I was fortunate to find in my Inbox an e-mail from Fairness and Accuracy in Reporting (FAIR), which provided a series of bold – and wrong – predictions made by a number of American pundits (the full list is much longer than the samples I’ve provided). The other quotes (the Canadian ones) listed below are some that I’ve been saving for just such an occasion.

Without further ado, here are my nominees for the 2006 Mea Culpa Awards. Feel free to pick your own “winner”:

“I will bet you the best dinner in the gaslight district of San Diego that military action will not last more than a week. Are you willing to take that wager?”
Bill O'Reilly, Fox News, January 29, 2003

“Mr. Chairman, I fear the former leader of the official opposition [Stockwell Day, who had just spoken] may have had a peek at my speech.... Should the United Nations fail to accept its responsibility and enforce its resolutions, I believe that this country working with our traditional allies, the United States, Great Britain, Australia and others, should, indeed must, keep its options open in terms of participating in a coalition of like-minded countries to disarm the regime.”
Former Liberal MP David Pratt (Paul Martin’s first choice for Defence Minister), Defence Committee, January 29, 2003

“It won't take weeks. You know that, professor. Our military machine will crush Iraq in a matter of days and there's no question that it will… There's no way. There's absolutely no way. They may bomb for a matter of weeks; try to soften them up as they did in Afghanistan. But once the United States and Britain unleash, it's maybe hours. They're going to fold like that.”
Bill O'Reilly, Fox News, February 10, 2003

“It is inherently dangerous to allow a country such as Iraq to retain weapons of mass destruction, particularly in light of its past aggressive behaviour. If the world community fails to disarm Iraq, we fear that other rogue states will be encouraged to believe that they too can have these most deadly of weapons to systematically defy international resolutions and that the world will do nothing to stop them.”
Stephen Harper, House of Commons, March 20, 2003

“I still think the President is right when he says that Iraq and the world will be better off with Saddam disarmed, even, if necessary, through force.”
Liberal MP (and leadership candidate?) Michael Ignatieff, New York Times, March 31, 2003

“Mr. Speaker, the issue of war requires moral leadership. We believe the government should stand by our troops, our friends and our allies and do everything necessary to support them right through to victory.”

Task instructions —
a – Answer these questions from the Mea Culpa Awards post:
(i) Which organization sent the e-mail that supplied the American predictions?
(ii) What did Bill O'Reilly offer to bet on January 29, 2003?
(iii) In which publication did Michael Ignatieff's quoted statement appear?
b – Resume the Mea Culpa Awards post after its final quoted statement.
The data comes from a separate source, unrelated to the Mea Culpa Awards post.

Information given —
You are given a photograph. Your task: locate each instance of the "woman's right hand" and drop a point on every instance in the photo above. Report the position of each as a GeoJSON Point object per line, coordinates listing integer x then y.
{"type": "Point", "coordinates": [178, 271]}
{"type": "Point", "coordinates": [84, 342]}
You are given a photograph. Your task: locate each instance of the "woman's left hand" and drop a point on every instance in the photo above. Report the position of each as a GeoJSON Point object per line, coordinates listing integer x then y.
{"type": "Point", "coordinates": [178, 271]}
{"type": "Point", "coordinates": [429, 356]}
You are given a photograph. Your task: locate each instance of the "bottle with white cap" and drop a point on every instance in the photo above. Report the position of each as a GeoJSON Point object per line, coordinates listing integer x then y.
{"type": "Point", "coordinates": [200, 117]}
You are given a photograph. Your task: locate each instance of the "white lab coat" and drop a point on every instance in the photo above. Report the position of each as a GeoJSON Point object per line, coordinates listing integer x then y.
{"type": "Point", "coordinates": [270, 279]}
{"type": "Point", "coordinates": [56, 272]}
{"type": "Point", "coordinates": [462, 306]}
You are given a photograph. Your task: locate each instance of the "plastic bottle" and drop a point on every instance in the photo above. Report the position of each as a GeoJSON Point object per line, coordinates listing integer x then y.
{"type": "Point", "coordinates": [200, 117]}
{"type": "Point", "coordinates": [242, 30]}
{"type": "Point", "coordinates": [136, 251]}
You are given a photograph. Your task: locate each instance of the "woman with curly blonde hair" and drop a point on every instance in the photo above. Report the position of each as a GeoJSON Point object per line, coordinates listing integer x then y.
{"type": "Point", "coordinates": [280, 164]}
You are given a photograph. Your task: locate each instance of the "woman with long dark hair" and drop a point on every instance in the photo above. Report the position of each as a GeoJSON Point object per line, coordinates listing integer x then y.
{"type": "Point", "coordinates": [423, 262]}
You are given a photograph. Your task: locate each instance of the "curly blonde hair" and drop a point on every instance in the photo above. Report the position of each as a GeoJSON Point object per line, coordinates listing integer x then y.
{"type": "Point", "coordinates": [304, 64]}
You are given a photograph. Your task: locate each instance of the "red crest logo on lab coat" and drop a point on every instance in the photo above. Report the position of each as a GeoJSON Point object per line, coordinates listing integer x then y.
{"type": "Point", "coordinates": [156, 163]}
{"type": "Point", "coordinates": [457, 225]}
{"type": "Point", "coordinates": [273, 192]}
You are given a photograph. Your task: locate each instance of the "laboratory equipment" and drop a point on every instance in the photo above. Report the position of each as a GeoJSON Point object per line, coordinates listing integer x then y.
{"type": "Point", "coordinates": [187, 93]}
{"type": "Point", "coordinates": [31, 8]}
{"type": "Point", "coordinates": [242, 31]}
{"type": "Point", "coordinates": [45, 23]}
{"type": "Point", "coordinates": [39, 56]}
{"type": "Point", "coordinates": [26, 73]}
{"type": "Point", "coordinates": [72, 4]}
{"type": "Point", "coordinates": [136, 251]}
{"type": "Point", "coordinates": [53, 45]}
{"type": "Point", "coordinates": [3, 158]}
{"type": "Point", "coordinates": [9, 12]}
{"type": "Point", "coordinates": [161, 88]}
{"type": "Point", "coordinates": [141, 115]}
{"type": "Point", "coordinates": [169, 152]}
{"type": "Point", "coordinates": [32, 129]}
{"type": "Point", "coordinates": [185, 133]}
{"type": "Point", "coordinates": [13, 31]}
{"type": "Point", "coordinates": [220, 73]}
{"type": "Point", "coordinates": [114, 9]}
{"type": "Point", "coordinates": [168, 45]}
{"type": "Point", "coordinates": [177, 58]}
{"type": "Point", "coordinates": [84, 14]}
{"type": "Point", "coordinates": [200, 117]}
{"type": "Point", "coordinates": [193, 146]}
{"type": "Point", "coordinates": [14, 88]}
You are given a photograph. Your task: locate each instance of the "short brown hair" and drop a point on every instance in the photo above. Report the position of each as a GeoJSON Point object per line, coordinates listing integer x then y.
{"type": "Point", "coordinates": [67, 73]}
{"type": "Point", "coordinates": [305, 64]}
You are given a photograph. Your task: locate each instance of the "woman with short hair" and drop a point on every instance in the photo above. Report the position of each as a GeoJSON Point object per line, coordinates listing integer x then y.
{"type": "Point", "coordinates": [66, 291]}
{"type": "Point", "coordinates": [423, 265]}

Task responses —
a –
(i) Fairness and Accuracy in Reporting (FAIR)
(ii) The best dinner in the gaslight district of San Diego
(iii) The New York Times

b –
Stephen Harper, House of Commons, April 1, 2003

“Thank you for saying to our friends in the United States of America. You are our ally, our neighbour, and our best friend in the whole wide world. And, when your brave men and women give their lives for freedom and democracy we are not neutral. We do not stand on the sidelines; we're for the disarmament of Saddam and the liberation of the people of Iraq.”
Stephen Harper, Friends of America Rally, April 4, 2003

“What's he [referring to Democrat Howard Dean] going to talk about a year from now, the fact that the war went too well and it's over? I mean, don't these things sort of lose their--Isn't there a fresh date on some of these debate points?”
Chris Matthews, MSNBC, April 9, 2003

“Over the next couple of weeks when we find the chemical weapons this guy was amassing, the fact that this war was attacked by the left and so the right was so vindicated, I think, really means that the left is going to have to hang its head for three or four more years.”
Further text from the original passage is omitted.